**Supplied entries**

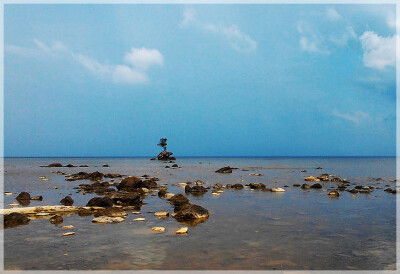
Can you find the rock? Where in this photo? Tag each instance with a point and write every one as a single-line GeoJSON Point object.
{"type": "Point", "coordinates": [277, 189]}
{"type": "Point", "coordinates": [140, 219]}
{"type": "Point", "coordinates": [158, 229]}
{"type": "Point", "coordinates": [67, 201]}
{"type": "Point", "coordinates": [112, 175]}
{"type": "Point", "coordinates": [192, 212]}
{"type": "Point", "coordinates": [256, 185]}
{"type": "Point", "coordinates": [226, 169]}
{"type": "Point", "coordinates": [111, 212]}
{"type": "Point", "coordinates": [237, 186]}
{"type": "Point", "coordinates": [15, 219]}
{"type": "Point", "coordinates": [56, 219]}
{"type": "Point", "coordinates": [23, 196]}
{"type": "Point", "coordinates": [100, 202]}
{"type": "Point", "coordinates": [161, 214]}
{"type": "Point", "coordinates": [107, 220]}
{"type": "Point", "coordinates": [256, 174]}
{"type": "Point", "coordinates": [165, 156]}
{"type": "Point", "coordinates": [129, 183]}
{"type": "Point", "coordinates": [55, 165]}
{"type": "Point", "coordinates": [323, 177]}
{"type": "Point", "coordinates": [317, 185]}
{"type": "Point", "coordinates": [333, 193]}
{"type": "Point", "coordinates": [195, 189]}
{"type": "Point", "coordinates": [181, 231]}
{"type": "Point", "coordinates": [68, 234]}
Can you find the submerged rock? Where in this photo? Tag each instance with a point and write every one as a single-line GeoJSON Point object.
{"type": "Point", "coordinates": [192, 212]}
{"type": "Point", "coordinates": [56, 219]}
{"type": "Point", "coordinates": [100, 202]}
{"type": "Point", "coordinates": [67, 201]}
{"type": "Point", "coordinates": [15, 219]}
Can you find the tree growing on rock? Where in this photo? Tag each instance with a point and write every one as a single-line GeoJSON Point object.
{"type": "Point", "coordinates": [163, 143]}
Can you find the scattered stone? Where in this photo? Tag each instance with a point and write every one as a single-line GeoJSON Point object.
{"type": "Point", "coordinates": [140, 219]}
{"type": "Point", "coordinates": [317, 185]}
{"type": "Point", "coordinates": [181, 231]}
{"type": "Point", "coordinates": [56, 219]}
{"type": "Point", "coordinates": [107, 220]}
{"type": "Point", "coordinates": [158, 229]}
{"type": "Point", "coordinates": [161, 214]}
{"type": "Point", "coordinates": [305, 186]}
{"type": "Point", "coordinates": [68, 234]}
{"type": "Point", "coordinates": [333, 193]}
{"type": "Point", "coordinates": [277, 190]}
{"type": "Point", "coordinates": [15, 219]}
{"type": "Point", "coordinates": [100, 202]}
{"type": "Point", "coordinates": [67, 201]}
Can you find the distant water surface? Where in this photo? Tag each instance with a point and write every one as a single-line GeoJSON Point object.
{"type": "Point", "coordinates": [247, 229]}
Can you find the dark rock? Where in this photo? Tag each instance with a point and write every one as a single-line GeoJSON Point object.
{"type": "Point", "coordinates": [317, 185]}
{"type": "Point", "coordinates": [55, 165]}
{"type": "Point", "coordinates": [15, 219]}
{"type": "Point", "coordinates": [305, 186]}
{"type": "Point", "coordinates": [23, 196]}
{"type": "Point", "coordinates": [129, 183]}
{"type": "Point", "coordinates": [67, 201]}
{"type": "Point", "coordinates": [226, 169]}
{"type": "Point", "coordinates": [100, 202]}
{"type": "Point", "coordinates": [165, 156]}
{"type": "Point", "coordinates": [195, 189]}
{"type": "Point", "coordinates": [110, 175]}
{"type": "Point", "coordinates": [256, 185]}
{"type": "Point", "coordinates": [193, 212]}
{"type": "Point", "coordinates": [56, 219]}
{"type": "Point", "coordinates": [36, 198]}
{"type": "Point", "coordinates": [162, 193]}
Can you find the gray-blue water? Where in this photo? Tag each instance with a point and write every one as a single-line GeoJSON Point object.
{"type": "Point", "coordinates": [247, 229]}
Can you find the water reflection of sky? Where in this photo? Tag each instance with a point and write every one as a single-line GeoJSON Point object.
{"type": "Point", "coordinates": [247, 229]}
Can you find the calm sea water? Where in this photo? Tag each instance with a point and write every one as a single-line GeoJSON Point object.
{"type": "Point", "coordinates": [247, 229]}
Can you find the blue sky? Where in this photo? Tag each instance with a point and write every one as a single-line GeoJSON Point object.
{"type": "Point", "coordinates": [216, 80]}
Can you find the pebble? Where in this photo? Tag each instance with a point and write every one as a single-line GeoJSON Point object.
{"type": "Point", "coordinates": [277, 190]}
{"type": "Point", "coordinates": [68, 234]}
{"type": "Point", "coordinates": [140, 219]}
{"type": "Point", "coordinates": [158, 229]}
{"type": "Point", "coordinates": [182, 230]}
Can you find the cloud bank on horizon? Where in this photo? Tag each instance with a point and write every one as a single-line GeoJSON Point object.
{"type": "Point", "coordinates": [332, 65]}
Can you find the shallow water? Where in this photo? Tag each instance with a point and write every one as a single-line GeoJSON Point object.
{"type": "Point", "coordinates": [247, 229]}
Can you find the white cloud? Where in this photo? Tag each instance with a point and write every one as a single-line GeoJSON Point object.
{"type": "Point", "coordinates": [332, 14]}
{"type": "Point", "coordinates": [309, 40]}
{"type": "Point", "coordinates": [238, 40]}
{"type": "Point", "coordinates": [138, 60]}
{"type": "Point", "coordinates": [355, 118]}
{"type": "Point", "coordinates": [144, 58]}
{"type": "Point", "coordinates": [379, 52]}
{"type": "Point", "coordinates": [346, 37]}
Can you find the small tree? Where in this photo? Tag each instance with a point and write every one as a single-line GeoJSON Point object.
{"type": "Point", "coordinates": [163, 143]}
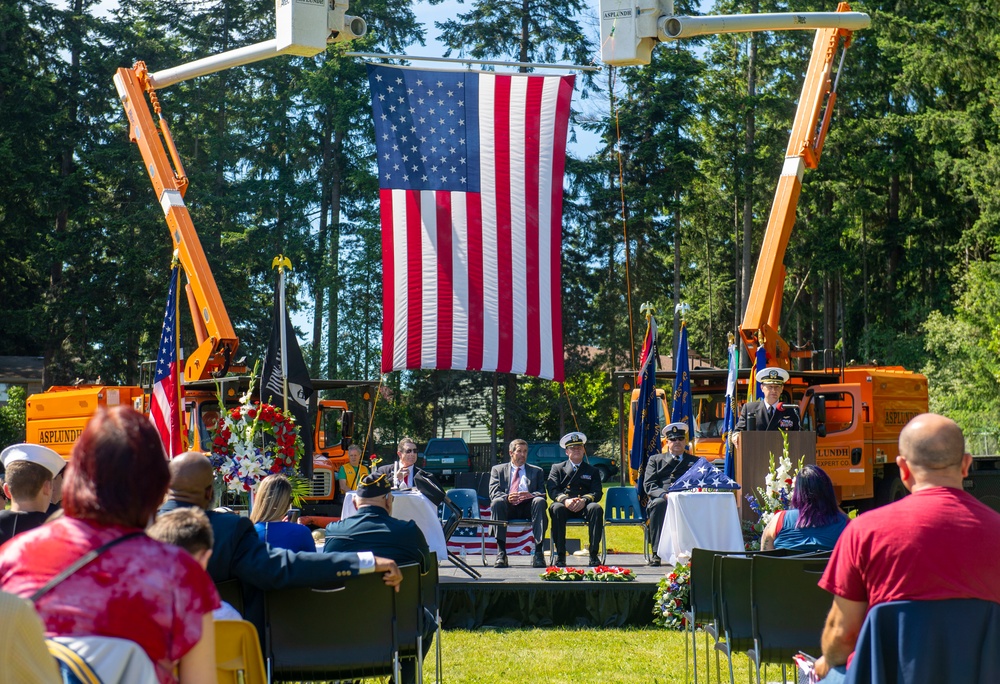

**Exercise goal**
List each line in the entries above that contains the word "rock", copying every such line in full.

**Answer**
Can you find the rock? Where in this photo? Tag each instance with a point and write every one as a single-line GeoJSON Point object.
Can you find the submerged rock? Where in this photo? Tag each instance with a point and write every one as a single-line GeoJSON Point object.
Can you find the tree growing on rock? Where in this photo? Tag each instance with a point and write every one as a single-line GeoJSON Point object.
Can you find the dark rock? Where in this photo? Tag each instance with a point and write every one as a single-line GeoJSON Point object.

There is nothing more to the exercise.